» **Extrait choisi**:
※
D’où certaines résonances avec l’actualité. Oltramare comme métaphore de la mauvaise conscience de la Suisse. D’où le déni et l’oubli dont il est désormais l’objet là-bas. D’où l’intérêt que le romancier lui porte. A travers son aventure, il peut se livrer indirectement et en abîme à son vrai projet littéraire : reconstruire la mémoire éboulée de son propre père récemment disparu, et à travers cette entreprise, exhumer la mémoire de son enfance passée à écouter les récits de l’avant-guerre genevoise dont Oltramare était l’infatigable animateur. Doué, il l’était. Mais qu’a-t-il fait de ses dons ? Peut-être Yves Laplace s’est-il emparé de son histoire parce qu’ « il massacra l’enfant prodige qu’il fut ». Risqué puisqu’il se demande si, à force d’examiner les Suisses à travers ce prisme, il ne serait pas lui aussi « devenu tout à fait fasciste, à force ». Mais non, pas lui ! Lui ne passe pas ses week-ends depuis des années à coller des affiches, ratonner les étrangers ou casser des meetings : le dimanche, quand il n’écrit pas des romans, des pièces de théâtre, des essais, il est depuis trente ans arbitre de football.
A défaut de la Suisse, la littérature suisse existe-t-elle ? C’est déjà mal poser le problème. La littérature romande alors, peut-être ? Pas tout à fait. Pour preuve, la réédition du grand livre sur la question, la somme incontournable sous l’autorité de Roger Francillon, professeur émérite de l’Université de Zurich Histoire de la littérature en Suisse romande (1726 pages, Zoé). La nuance ne vous a naturellement pas échappé. On n’est pas moins essentialiste. A l’origine en 1999, cette brique à la couverture bleue tirant sur l’IKB tenait en quatre volumes. Augmentée, elle tient en un seul. Mystère helvète des poids et mesures.
※
» **Travail à faire**:
A – Répondez à ces questions sur l'extrait choisi :
(i) Depuis combien de temps Yves Laplace est-il arbitre de football ?
(ii) Combien de pages compte Histoire de la littérature en Suisse romande ?
(iii) En combien de volumes cet ouvrage tenait-il à l'origine, en 1999 ?
B – Rédigez la suite de l'extrait choisi sur la littérature en Suisse romande, à partir de sa dernière phrase.

Entrées répertoriées dans un jeu de données:
※
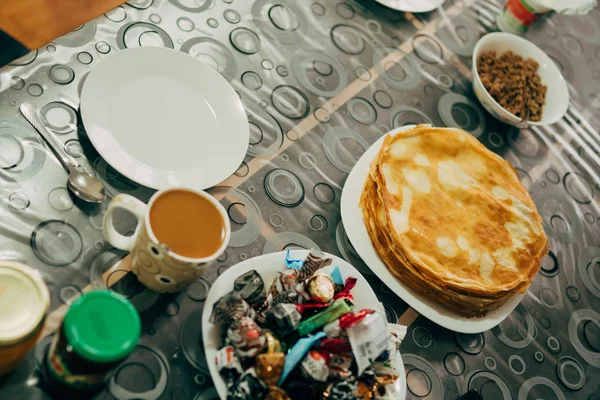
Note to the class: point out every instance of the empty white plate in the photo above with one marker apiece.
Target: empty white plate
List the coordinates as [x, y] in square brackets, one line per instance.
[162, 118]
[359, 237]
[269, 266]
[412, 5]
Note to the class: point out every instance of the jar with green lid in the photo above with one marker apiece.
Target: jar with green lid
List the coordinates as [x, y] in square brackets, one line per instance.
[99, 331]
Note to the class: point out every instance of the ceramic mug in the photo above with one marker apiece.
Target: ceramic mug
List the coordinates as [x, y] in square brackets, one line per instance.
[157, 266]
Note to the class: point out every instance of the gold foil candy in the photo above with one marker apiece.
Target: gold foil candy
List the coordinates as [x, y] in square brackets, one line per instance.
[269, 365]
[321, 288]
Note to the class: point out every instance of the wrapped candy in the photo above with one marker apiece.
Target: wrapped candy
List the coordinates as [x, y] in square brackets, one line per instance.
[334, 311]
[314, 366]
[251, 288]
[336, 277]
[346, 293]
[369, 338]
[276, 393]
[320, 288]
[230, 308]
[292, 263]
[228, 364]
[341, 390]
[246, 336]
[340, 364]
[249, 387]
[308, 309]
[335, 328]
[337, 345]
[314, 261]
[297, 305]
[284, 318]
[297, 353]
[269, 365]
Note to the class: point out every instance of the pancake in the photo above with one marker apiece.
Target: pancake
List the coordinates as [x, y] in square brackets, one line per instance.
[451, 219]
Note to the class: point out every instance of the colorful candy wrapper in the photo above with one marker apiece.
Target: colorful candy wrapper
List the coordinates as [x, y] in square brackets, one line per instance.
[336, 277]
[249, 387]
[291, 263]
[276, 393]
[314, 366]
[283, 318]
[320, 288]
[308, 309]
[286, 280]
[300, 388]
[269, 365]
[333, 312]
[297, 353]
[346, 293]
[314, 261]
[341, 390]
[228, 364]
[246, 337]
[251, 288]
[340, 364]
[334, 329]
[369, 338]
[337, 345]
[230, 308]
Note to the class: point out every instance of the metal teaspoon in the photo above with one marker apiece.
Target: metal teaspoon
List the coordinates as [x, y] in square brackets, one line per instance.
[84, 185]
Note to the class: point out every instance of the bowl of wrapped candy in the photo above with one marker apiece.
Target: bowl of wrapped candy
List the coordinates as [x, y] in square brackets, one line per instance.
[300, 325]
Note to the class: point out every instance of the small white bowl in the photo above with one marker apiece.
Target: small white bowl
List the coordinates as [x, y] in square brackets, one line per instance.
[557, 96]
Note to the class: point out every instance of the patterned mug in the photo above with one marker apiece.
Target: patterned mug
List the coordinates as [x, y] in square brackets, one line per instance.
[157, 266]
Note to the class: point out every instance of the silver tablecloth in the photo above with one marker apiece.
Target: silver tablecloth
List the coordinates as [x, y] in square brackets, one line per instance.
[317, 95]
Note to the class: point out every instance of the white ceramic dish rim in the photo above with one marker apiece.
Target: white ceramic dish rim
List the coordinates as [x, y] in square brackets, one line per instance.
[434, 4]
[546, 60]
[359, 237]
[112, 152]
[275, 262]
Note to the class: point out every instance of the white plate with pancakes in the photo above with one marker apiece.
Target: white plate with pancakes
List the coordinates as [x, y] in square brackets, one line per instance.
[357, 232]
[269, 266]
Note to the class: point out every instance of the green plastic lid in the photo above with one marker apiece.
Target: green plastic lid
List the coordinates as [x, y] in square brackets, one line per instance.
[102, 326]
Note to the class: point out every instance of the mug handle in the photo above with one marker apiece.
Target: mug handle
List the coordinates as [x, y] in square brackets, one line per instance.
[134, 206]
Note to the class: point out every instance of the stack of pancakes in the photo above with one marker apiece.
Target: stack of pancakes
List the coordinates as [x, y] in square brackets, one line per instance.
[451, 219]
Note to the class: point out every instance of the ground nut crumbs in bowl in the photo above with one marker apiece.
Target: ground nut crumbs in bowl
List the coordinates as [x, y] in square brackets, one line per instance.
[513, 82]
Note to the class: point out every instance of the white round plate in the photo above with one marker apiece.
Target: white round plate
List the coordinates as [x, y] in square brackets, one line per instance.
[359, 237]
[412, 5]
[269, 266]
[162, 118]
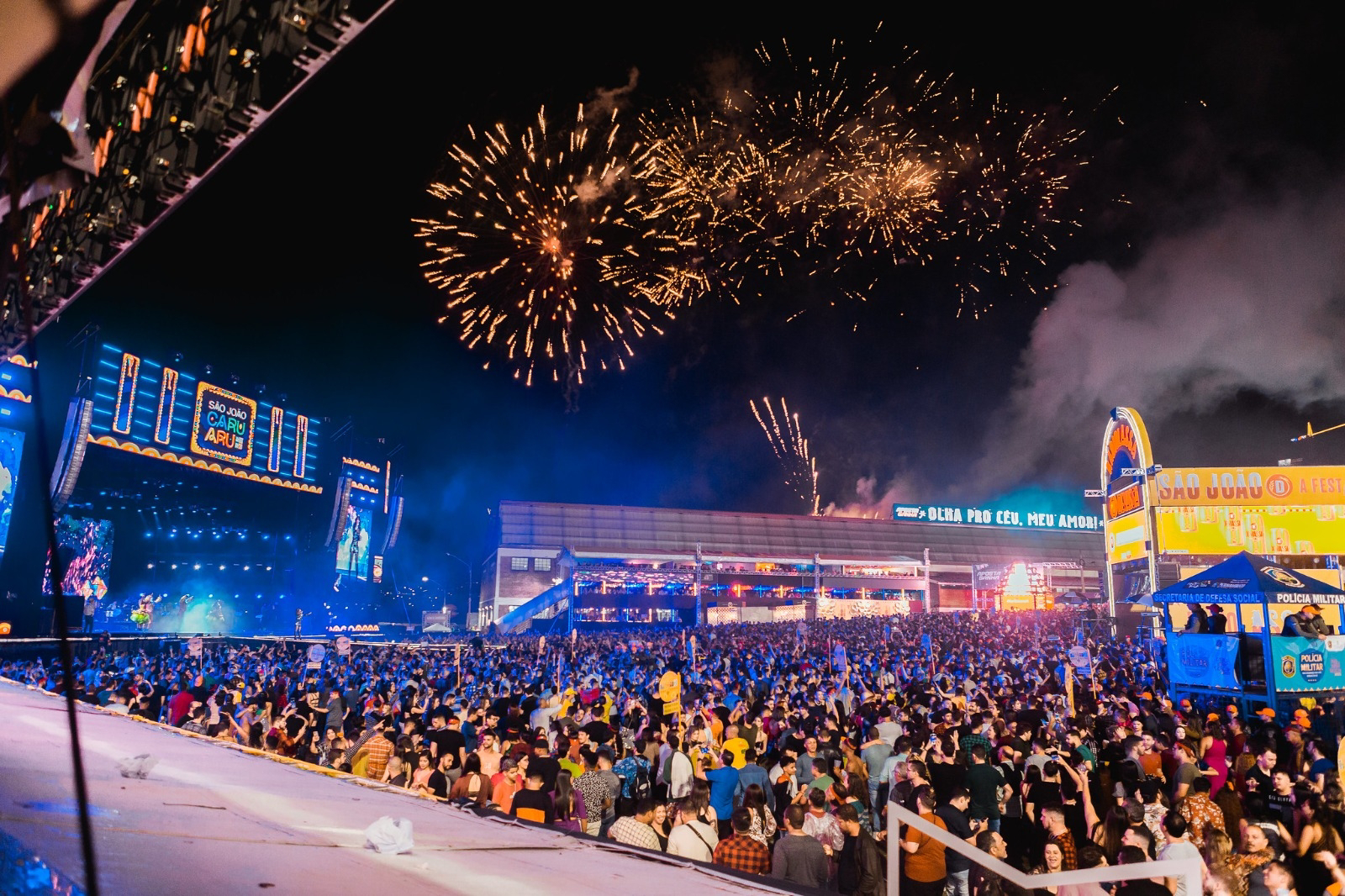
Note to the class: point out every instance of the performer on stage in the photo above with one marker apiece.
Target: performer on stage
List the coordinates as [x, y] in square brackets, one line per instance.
※
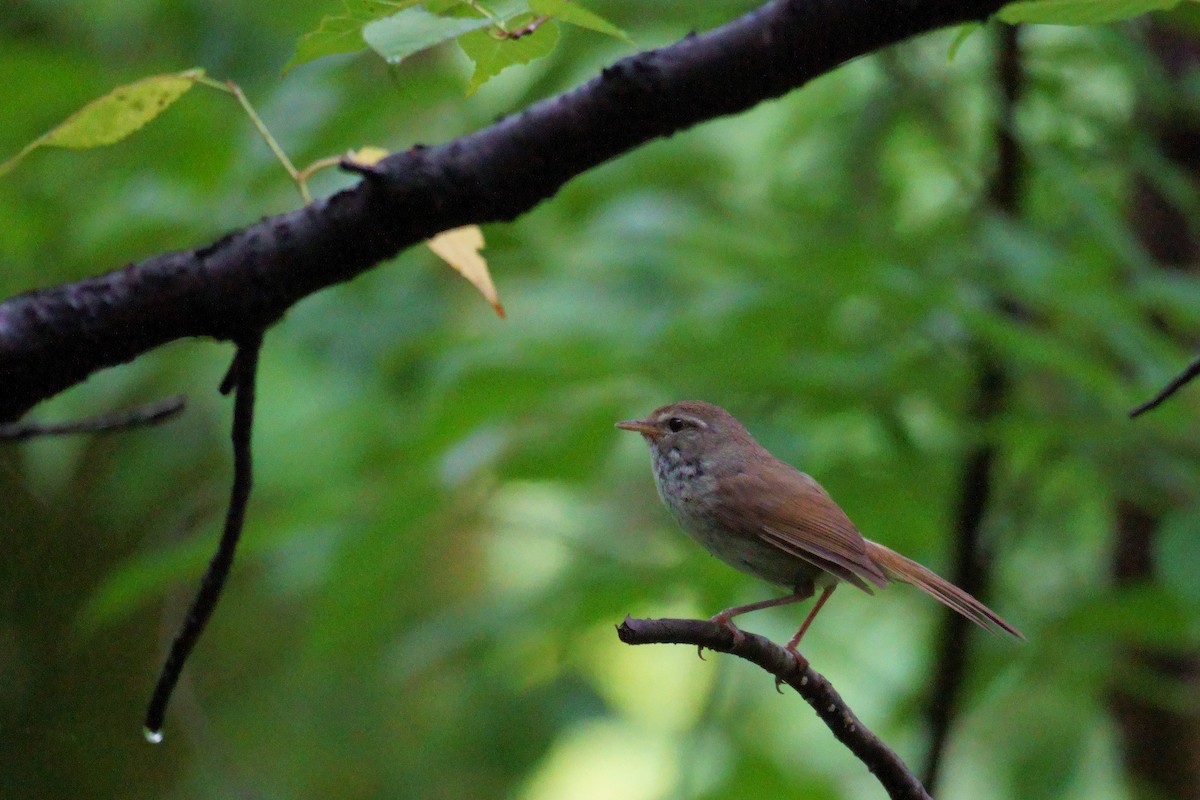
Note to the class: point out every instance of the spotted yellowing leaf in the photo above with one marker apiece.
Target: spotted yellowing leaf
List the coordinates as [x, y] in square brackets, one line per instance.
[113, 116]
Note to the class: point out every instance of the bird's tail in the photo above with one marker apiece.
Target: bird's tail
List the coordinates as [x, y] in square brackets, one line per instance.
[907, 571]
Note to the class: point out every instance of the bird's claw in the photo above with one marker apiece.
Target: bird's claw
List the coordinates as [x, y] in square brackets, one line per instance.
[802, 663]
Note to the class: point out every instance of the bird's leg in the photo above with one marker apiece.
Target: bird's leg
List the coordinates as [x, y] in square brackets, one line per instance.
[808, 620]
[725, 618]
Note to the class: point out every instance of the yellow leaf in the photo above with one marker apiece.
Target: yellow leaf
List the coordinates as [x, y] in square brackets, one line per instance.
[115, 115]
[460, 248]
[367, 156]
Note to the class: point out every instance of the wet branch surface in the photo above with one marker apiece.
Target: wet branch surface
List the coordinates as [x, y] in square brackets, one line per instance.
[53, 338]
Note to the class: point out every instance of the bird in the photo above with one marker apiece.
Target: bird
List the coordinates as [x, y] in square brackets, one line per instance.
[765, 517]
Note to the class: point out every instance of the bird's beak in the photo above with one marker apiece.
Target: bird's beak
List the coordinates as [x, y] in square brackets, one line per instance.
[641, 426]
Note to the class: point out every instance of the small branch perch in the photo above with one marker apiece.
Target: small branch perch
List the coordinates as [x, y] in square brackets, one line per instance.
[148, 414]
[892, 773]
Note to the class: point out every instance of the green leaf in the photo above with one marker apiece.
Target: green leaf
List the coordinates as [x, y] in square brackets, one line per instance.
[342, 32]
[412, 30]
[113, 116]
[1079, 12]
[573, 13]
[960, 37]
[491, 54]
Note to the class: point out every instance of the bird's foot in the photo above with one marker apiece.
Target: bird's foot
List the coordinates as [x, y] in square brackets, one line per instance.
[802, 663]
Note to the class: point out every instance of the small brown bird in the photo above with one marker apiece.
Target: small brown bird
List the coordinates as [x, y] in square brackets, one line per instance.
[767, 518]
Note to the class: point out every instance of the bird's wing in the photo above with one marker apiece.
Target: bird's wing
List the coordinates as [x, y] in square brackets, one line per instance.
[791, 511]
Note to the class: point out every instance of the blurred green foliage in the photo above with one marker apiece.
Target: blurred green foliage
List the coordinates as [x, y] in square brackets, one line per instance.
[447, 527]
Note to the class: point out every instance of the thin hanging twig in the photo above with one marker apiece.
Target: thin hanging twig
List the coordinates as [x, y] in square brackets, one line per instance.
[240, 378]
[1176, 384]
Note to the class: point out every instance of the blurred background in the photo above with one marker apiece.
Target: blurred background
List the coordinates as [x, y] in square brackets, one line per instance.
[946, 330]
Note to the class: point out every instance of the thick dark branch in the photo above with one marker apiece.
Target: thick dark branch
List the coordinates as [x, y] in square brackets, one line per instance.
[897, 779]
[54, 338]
※
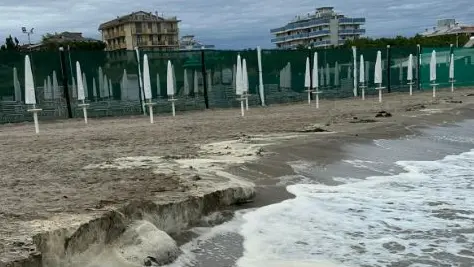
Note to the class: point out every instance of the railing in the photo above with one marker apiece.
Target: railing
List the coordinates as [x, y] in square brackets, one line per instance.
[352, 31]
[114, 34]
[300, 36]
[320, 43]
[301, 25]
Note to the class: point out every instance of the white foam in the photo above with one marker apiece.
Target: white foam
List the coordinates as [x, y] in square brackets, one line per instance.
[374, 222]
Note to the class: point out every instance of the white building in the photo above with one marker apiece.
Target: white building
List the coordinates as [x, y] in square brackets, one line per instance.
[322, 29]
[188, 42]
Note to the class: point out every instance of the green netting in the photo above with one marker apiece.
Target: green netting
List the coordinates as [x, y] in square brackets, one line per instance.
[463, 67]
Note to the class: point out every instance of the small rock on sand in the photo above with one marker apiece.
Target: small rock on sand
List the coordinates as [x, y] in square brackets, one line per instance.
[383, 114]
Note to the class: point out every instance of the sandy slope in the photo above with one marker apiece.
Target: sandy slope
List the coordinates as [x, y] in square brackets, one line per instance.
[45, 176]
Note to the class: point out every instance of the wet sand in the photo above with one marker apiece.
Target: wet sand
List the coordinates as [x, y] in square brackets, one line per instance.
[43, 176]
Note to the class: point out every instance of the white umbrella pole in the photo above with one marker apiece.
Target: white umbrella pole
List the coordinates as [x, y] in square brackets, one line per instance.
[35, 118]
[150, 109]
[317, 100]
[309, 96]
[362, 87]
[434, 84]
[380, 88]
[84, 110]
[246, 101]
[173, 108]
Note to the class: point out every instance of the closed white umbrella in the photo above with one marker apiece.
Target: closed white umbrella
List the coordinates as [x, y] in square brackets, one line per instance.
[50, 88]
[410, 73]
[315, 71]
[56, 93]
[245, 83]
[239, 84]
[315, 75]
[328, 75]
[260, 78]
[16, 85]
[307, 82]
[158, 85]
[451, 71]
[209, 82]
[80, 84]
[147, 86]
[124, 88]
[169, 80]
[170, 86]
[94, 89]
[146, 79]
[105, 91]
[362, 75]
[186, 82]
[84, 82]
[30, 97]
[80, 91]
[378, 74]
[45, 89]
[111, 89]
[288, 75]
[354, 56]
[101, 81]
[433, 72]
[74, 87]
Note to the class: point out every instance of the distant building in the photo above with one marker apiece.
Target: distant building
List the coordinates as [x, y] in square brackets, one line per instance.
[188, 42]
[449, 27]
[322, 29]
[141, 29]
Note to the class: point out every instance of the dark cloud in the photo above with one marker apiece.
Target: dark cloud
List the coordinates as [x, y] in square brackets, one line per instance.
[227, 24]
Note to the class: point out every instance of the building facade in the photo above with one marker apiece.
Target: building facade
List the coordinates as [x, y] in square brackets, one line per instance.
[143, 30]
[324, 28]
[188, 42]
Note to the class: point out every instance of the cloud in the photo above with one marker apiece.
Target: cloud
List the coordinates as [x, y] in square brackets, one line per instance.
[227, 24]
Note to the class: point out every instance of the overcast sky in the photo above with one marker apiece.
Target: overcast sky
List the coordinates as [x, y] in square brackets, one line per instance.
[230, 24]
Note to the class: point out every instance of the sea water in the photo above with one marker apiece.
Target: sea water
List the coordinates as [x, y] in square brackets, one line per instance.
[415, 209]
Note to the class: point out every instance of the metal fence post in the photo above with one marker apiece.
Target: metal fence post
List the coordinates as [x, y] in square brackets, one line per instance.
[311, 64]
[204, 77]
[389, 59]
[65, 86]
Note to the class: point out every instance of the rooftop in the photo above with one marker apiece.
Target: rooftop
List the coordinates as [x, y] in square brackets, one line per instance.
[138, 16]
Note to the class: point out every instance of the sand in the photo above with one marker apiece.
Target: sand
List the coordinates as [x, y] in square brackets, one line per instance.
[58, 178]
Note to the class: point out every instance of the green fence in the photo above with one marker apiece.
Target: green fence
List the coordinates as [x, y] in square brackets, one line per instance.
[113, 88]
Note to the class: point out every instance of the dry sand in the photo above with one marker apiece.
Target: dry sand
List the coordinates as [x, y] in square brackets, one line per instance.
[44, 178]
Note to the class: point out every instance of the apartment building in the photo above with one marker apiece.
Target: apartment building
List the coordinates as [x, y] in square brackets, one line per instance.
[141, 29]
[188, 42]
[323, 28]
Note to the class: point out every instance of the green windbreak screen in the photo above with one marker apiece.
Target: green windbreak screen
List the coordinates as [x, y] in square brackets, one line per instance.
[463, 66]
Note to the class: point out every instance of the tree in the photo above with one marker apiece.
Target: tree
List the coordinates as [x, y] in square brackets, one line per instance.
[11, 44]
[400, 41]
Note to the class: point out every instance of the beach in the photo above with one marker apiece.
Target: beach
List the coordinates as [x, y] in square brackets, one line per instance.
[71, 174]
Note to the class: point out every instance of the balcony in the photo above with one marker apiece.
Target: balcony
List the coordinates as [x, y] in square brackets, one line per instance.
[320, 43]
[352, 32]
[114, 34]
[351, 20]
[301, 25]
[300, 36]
※
» **Corrigé des exercices**:
A –
(i) Depuis trente ans.
(ii) 1726 pages.
(iii) En quatre volumes.

B –
Pas moins de sept siècles d’écriture y sont rassemblés, disséqués, analysés. Ils sont des centaines, et de plus en plus nombreux depuis vingt ans, à être écrivains en Suisse romande. Leur point commun est purement technique : leurs éditeurs (quand ceux-ci ne sont pas parisiens), leur biographie… Comme les autres, ils appartiennent à leur canton et se revendiquent d’une langue commune, le français, ce qui n’est pas rien quand on écrit. Quant à l’identité suisse… La question linguistique n’y est pas étrangère, comme le montre le journaliste Christoph Büchi dans Mariage de raison. Romands et Alémaniques, une histoire suisse (464 pages, Zoé).
En fait, un ouvrage tel que l’Histoire de la littérature en Suisse romande trouve encore sa justification dans la volonté farouche de répéter que la littérature française n’est pas toute la littérature de la langue française, et que dans le concert francophone, les écrivains romands entendent être traités sur un pied d’égalité avec les autres. Cette histoire jette loin en arrière ses filets puisqu’elle débute avec Oton de Grandson, né vers 1340, présenté comme le seul poète important d’origine noble de la littérature française de son époque, et s’achève avec Agota Kristof, récemment décédée, et d’autres exilés.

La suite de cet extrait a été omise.